■ WORK ITEM ■
Lines holding the word "mountain" are the ones to copy from the data below.

■ EXTRACTED DATA ■
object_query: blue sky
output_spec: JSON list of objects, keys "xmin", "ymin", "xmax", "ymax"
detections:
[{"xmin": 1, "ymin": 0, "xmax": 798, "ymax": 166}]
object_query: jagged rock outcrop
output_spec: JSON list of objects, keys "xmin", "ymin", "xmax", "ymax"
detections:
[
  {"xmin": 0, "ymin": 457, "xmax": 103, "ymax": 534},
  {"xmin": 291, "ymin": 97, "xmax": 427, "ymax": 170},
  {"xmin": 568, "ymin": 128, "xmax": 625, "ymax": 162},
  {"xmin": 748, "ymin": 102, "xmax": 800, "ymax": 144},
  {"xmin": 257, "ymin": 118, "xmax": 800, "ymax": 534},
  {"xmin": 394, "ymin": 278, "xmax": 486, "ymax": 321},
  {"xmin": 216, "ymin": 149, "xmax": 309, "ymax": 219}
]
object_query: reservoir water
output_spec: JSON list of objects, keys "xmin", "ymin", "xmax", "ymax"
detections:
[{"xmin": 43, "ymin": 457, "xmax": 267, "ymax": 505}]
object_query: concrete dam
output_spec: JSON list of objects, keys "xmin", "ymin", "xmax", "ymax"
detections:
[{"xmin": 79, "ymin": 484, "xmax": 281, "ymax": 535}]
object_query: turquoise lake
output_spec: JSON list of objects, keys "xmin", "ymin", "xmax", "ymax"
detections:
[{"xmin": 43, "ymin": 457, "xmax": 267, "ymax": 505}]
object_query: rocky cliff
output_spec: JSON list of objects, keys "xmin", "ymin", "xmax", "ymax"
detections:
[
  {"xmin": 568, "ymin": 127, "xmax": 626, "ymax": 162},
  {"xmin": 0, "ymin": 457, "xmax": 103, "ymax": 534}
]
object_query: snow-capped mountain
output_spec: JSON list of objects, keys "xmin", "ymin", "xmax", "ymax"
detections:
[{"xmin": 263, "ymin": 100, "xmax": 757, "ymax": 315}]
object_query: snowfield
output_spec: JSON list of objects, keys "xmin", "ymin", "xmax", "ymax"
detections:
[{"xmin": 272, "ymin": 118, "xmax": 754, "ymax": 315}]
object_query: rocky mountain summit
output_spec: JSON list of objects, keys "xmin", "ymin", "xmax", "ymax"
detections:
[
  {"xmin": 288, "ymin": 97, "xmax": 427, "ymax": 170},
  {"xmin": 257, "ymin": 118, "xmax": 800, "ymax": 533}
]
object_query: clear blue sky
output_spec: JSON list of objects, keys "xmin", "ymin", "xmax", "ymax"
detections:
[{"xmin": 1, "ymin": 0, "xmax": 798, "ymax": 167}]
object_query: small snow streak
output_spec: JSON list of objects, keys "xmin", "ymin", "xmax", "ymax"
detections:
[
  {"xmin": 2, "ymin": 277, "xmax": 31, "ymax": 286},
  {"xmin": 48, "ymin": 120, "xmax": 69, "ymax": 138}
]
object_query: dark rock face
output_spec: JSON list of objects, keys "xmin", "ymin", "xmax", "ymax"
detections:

■ EXERCISE RESPONSE ■
object_query: snow-capped mountain
object_query: rocky mountain summit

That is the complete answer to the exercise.